• _Text_:
__________
Google has invested heavily in AI-powered features like Magic Eraser, Photo Unblur, and Google Assistant for its Pixel range of phones. Those extensive R&D efforts touch all aspects of its business, like Search, Adsense, chatbots, and even just some fun demos. With Microsoft-backed ChatGPT’s sudden rise to fame in the last few months, Google is now on edge, and the industry has been curious to see how it will respond. A new report based on insider information, staff memos, and samples of development work shows the company scrambling to create a ChatGPT equivalent integrated with Search.

Google is working on a two-pronged response to ChatGPT’s popularity, CNBC reports. First off, the corporation is internally testing a chatbot called Apprentice Bard. Anonymous staffers say the implementation resembles ChatGPT — the bot provides detailed answers to user prompts and questions. However, instead of using the Microsoft-developed GPT-3.5 code underneath, Bard uses LaMDA, Google’s Language Model for Dialogue Application. You might remember that as the same tool that grabbed headlines a few months ago for getting people talking crazy about sentience. The company is reportedly testing this tool, and in recent weeks, Google has asked more employees to lend a hand as the AI improves.

At some point, Google plans to enhance Search with Bard’s association. Images leaked from the company’s testing processes show a redesigned interface in the works, incorporating Apprentice Bard responses that attempt to feel like there's an actual person responding to your Search queries.

Google logo

One of the key factors differentiating Bard from ChatGPT is the former’s ability to respond based on current data, staying up-to-date with news and trends. The bot cited data from as recently as January 2023 during internal testing. Meanwhile, ChatGPT engineers confess they halted the AI model training in 2021.
__________
• _Excerpted records_:

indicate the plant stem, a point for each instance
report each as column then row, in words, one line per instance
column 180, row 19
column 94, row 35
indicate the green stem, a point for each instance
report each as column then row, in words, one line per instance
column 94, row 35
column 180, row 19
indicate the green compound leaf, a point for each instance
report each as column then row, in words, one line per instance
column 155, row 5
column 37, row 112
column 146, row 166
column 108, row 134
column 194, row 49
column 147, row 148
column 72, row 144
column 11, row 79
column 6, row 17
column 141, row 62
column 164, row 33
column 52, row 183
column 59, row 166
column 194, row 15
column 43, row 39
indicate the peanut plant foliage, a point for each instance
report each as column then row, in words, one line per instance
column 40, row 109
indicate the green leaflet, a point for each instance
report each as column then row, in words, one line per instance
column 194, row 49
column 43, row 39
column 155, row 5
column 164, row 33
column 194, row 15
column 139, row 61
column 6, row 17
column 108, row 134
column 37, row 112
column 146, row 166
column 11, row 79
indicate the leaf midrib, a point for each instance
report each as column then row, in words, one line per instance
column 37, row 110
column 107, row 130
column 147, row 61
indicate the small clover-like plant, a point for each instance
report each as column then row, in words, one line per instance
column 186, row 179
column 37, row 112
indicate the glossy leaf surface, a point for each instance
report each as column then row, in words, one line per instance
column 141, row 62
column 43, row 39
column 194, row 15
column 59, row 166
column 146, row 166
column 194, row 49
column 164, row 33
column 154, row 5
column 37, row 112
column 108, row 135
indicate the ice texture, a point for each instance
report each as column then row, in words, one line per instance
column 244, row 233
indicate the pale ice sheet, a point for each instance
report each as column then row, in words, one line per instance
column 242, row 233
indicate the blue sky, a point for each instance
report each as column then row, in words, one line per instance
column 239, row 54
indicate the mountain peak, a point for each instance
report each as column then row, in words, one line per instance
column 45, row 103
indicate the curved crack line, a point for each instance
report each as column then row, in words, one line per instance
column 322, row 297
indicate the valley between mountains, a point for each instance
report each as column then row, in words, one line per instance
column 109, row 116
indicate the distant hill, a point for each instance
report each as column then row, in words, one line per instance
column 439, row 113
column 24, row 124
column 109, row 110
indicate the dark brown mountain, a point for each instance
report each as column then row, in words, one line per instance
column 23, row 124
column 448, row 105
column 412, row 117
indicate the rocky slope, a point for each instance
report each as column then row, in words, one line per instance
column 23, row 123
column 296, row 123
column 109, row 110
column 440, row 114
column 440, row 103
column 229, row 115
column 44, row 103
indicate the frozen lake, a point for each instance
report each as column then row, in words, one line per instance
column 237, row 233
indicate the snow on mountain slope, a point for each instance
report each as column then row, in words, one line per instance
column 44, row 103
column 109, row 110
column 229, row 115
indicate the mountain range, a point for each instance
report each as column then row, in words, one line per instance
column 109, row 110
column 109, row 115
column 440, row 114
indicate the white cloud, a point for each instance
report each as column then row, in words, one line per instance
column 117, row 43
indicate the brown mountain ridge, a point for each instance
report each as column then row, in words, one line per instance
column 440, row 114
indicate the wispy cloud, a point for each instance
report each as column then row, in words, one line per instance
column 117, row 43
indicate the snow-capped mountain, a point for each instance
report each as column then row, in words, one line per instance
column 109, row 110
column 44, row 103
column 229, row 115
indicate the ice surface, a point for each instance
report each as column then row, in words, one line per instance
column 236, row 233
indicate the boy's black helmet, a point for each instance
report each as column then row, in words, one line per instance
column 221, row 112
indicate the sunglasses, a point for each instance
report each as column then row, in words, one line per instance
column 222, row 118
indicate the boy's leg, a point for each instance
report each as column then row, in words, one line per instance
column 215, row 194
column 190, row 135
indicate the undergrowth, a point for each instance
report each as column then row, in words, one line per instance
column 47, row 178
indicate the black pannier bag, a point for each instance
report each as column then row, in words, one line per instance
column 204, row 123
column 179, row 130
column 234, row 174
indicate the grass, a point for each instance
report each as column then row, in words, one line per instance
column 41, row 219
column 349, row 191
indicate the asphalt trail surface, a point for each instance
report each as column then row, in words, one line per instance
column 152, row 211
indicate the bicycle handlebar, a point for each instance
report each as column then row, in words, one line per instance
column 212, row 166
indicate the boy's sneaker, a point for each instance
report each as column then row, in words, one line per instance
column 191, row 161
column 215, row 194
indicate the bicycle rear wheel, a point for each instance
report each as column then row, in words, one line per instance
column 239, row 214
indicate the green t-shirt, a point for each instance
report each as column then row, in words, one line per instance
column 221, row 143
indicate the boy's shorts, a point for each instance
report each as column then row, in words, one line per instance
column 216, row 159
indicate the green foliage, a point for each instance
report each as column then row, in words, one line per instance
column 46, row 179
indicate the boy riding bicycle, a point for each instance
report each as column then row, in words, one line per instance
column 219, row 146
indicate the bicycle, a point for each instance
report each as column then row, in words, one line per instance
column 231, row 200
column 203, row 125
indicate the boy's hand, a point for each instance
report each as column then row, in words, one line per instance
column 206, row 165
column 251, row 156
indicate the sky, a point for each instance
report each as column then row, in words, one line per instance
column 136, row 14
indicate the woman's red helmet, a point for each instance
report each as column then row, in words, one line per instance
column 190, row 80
__________
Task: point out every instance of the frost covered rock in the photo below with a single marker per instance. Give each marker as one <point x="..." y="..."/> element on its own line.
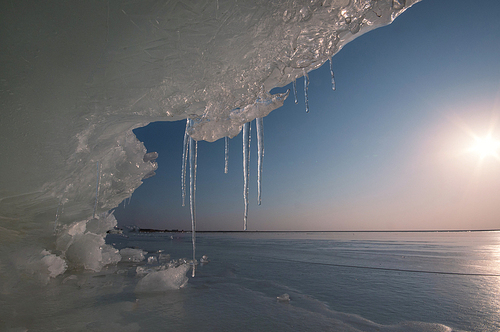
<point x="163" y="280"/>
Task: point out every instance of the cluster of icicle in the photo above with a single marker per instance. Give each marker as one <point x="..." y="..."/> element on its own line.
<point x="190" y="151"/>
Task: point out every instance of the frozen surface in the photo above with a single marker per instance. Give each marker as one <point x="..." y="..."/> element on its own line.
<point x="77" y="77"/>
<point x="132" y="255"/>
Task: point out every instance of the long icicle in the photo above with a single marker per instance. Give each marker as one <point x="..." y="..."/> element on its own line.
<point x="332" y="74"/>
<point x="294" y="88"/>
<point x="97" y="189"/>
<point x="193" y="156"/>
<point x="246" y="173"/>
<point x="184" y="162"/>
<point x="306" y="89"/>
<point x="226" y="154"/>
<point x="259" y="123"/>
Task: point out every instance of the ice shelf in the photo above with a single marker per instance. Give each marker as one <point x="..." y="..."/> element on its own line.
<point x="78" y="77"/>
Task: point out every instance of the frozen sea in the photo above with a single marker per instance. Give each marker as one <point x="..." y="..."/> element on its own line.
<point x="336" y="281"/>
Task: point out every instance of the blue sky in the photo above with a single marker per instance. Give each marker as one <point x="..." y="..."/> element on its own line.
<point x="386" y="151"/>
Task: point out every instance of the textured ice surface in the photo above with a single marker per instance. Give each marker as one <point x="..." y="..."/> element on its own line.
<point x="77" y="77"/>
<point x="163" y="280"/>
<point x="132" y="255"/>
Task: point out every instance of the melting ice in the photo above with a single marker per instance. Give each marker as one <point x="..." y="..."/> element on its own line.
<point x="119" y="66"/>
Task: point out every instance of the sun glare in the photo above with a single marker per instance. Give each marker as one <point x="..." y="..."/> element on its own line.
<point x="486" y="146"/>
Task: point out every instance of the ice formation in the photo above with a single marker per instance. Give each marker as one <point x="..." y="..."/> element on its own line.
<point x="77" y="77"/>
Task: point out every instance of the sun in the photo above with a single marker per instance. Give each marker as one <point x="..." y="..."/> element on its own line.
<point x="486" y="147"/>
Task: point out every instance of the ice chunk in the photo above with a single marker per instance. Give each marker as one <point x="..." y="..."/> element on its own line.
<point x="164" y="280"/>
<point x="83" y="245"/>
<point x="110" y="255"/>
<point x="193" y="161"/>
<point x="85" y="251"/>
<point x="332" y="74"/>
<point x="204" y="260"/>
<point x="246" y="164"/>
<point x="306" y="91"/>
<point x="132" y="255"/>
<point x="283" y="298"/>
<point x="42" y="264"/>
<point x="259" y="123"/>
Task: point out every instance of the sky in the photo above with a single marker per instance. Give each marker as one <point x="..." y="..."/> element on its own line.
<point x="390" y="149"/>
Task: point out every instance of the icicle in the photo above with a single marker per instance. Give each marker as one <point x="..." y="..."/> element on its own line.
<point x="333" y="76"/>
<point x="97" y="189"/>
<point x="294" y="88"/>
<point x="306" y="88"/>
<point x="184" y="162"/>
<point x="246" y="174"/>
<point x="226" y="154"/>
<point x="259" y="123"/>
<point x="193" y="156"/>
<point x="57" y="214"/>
__________
• _Set of tasks_:
[a] Answer these questions from the Google article, one line each, marked (i), (ii), (iii):
(i) What is the chatbot Google is testing internally called?
(ii) What language model does that chatbot use instead of GPT-3.5?
(iii) In what year did ChatGPT engineers halt the AI model training?
[b] List every AI-powered feature the Google article names for the Pixel range of phones.
[c] In one to three sentences, explain how the Google article supports its point that Bard differs from ChatGPT in staying up-to-date with news and trends.

• _Replies_:
[a]
(i) Apprentice Bard
(ii) LaMDA, Google's Language Model for Dialogue Application
(iii) 2021

[b]
Magic Eraser
Photo Unblur
Google Assistant

[c] During internal testing, Bard cited data from as recently as January 2023. ChatGPT engineers say they halted the AI model training in 2021.